▸ **Written problem**
Rewrite the items below, swapping each "instance" for "occurrence" and leaving everything else unchanged. Omit the pictures from your answer.

▸ **Provided data**
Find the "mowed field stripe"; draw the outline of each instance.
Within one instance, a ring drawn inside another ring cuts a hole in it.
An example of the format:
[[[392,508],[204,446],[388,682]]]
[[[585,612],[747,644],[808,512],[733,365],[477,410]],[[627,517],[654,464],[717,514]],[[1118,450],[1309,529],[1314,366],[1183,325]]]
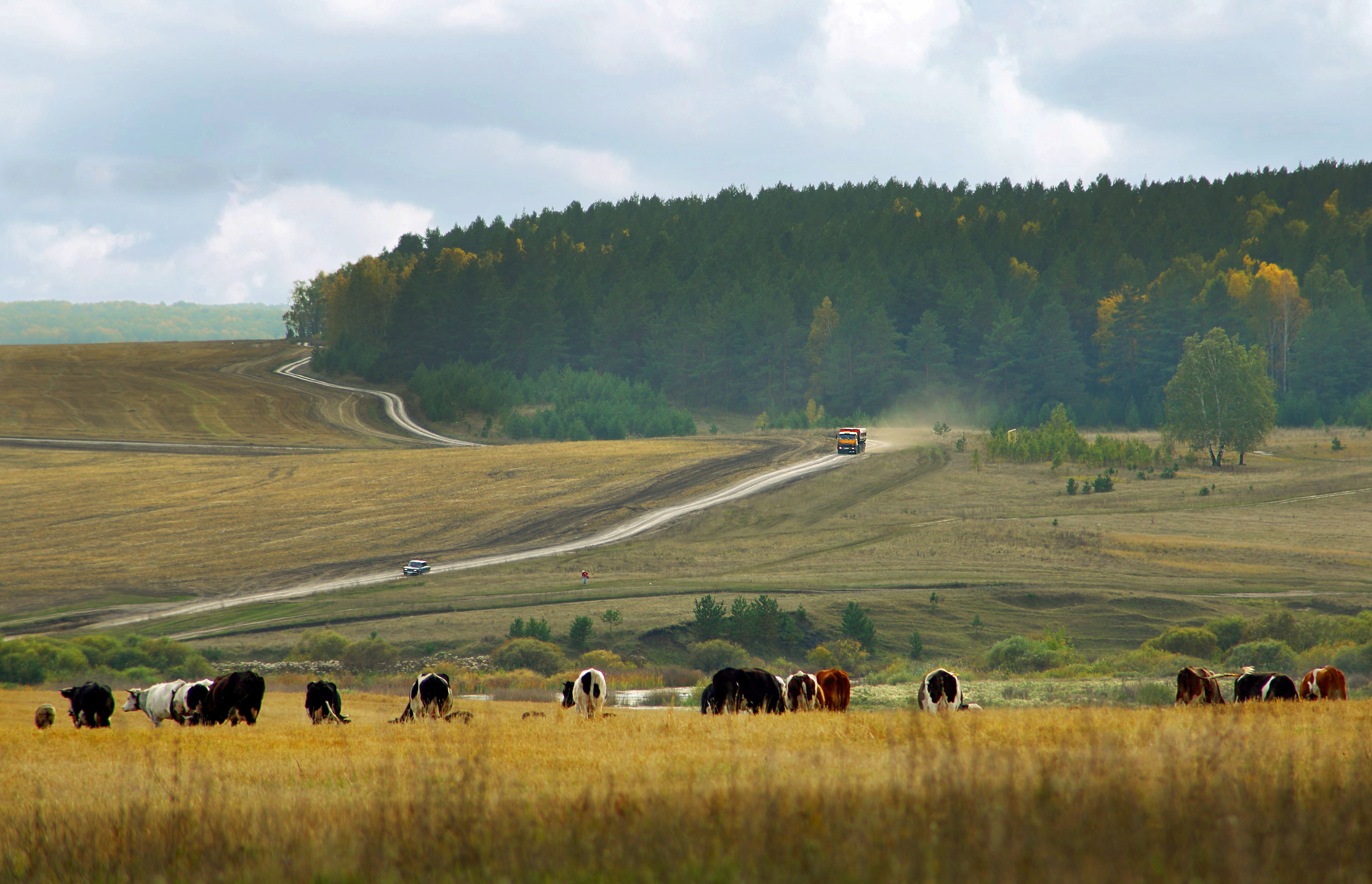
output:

▸ **Task solution**
Find the "mowed field stripe"; draw the outline of each occurrence.
Within one occurrence, a ring drawn inside another ring cuts a hole in it.
An example of the format:
[[[392,508],[204,446],[388,682]]]
[[[585,612],[747,644],[808,512],[733,365],[477,410]],[[627,517],[654,464],[717,514]],[[1118,450],[1309,529],[1314,366],[1183,325]]]
output:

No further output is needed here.